▶ **Task statement**
Within the records below, how many lines hold the word "Please"? Only the number should be returned.

--- Given records ---

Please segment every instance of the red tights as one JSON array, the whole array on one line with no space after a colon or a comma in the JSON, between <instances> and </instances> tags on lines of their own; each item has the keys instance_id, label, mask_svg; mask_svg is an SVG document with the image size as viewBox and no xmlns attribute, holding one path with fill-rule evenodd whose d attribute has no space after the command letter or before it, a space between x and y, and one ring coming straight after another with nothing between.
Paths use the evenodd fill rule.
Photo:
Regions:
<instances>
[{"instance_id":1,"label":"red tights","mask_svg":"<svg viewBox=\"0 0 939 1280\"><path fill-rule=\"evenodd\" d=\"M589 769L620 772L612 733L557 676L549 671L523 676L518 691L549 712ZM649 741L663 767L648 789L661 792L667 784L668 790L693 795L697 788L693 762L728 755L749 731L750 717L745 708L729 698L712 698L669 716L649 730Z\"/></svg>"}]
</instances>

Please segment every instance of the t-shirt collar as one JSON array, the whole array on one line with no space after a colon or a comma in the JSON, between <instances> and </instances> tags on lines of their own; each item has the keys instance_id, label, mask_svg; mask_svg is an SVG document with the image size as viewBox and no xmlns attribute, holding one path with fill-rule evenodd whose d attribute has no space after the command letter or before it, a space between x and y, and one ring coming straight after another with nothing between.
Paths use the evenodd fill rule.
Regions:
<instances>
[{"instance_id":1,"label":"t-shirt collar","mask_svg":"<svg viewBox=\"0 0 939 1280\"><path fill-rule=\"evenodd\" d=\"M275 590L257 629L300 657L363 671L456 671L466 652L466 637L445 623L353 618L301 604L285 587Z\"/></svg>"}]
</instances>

---

▶ **Expected answer**
2